Copy the masks and masculinity article word for word, from "The irony is, more" to "so is a sign of weakness.".

● Text section
==========

Masks and Masculinity

In our latest photo series, we celebrate men from all over the world, who are proudly wearing their hygiene masks.

Since the coronavirus pandemic, it has been almost universally recommended to wear a hygiene mask in public. However, President Donald Trump continues to contradict the advice of his own health experts by not wearing one. UK Prime Minister Boris Johnson similarly went about his business without a mask before contracting the virus. Both leaders have overseen the two largest death tolls from Covid – 19 in their respective countries since the virus outbreak. Furthermore, Trump and Johnson have built their careers on alpha dominance, whether that be through their sexist views or their unwillingness to co-operate with others.

A recent survey shows there is a widespread link between hygiene masks and emasculation. The survey, conducted by American and British researchers, found that men are less likely to wear hygiene masks because they believe it is a sign of weakness.

It is not unreasonable to suspect Trump and Johnson’s refusal to wear hygiene masks is also linked to emasculation.

The irony is, more men have died from Coronavirus than women, whether the cause of this is biological or environmental has yet to be clarified. Either way, wearing a mask helps to prevent the contraction of the virus. Therefore, toxic masculinity could be contributing to coronavirus related deaths across the world.

In the UK, men are three times more likely to die from suicide than women. Many men don’t seek the help they need in time, because they think doing so is a sign of weakness.

Trump’s refusal to wear a hygiene mask is another example of toxic masculinity rearing its ugly head. To counteract this, Attaboy has produced the photo series Masks and Masculinity, featuring men from all over the world, proudly wearing their hygiene masks, to help combat harmful stereotypes and potentially save people from a deadly virus, two very worthwhile causes.

Snake, Fashion Designer, 28, Milan, Italy

“You are weaker without a mask in this current climate. Think of it as a fashion accessory if that helps.”

– Snake
Philips Joseph, Student, 19, Karnataka, India

As a man, I understand the pressures of masculinity and the impact it has on the way we look, but this virus doesn’t care what you look like.”

– Philips Joseph
Fahad Bin Haneefa, Business Student, 19, Kerala, India

“Wearing a mask in this COVID-19 situation can only make you stronger, and if that means looking weak in the eyes of the public then so be it. It is more important to be strong on the inside than the outside.”

==========

● Record set
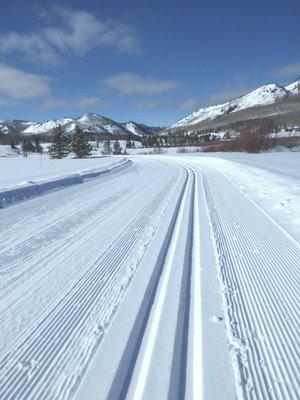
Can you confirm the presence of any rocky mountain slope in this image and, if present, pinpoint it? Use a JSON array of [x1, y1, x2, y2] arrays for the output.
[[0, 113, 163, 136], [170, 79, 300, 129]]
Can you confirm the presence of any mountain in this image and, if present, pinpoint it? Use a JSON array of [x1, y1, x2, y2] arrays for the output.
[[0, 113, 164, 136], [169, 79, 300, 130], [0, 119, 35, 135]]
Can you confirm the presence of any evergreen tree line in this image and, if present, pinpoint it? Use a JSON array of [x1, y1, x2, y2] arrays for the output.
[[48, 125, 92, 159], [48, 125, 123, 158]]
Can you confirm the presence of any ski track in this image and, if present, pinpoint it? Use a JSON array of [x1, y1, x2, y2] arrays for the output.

==========

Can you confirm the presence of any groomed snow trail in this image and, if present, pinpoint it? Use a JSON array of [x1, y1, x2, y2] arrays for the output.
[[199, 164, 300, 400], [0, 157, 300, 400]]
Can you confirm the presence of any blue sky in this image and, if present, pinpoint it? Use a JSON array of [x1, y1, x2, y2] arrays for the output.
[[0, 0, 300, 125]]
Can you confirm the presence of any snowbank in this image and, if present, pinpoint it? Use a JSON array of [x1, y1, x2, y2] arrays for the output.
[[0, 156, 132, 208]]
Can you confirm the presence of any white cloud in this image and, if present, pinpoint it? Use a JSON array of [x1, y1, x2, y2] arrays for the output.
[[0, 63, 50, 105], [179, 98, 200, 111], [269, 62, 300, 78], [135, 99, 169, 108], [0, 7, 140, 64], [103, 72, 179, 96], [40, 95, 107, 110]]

==========

● Task solution
The irony is, more men have died from Coronavirus than women, whether the cause of this is biological or environmental has yet to be clarified. Either way, wearing a mask helps to prevent the contraction of the virus. Therefore, toxic masculinity could be contributing to coronavirus related deaths across the world.

In the UK, men are three times more likely to die from suicide than women. Many men don’t seek the help they need in time, because they think doing so is a sign of weakness.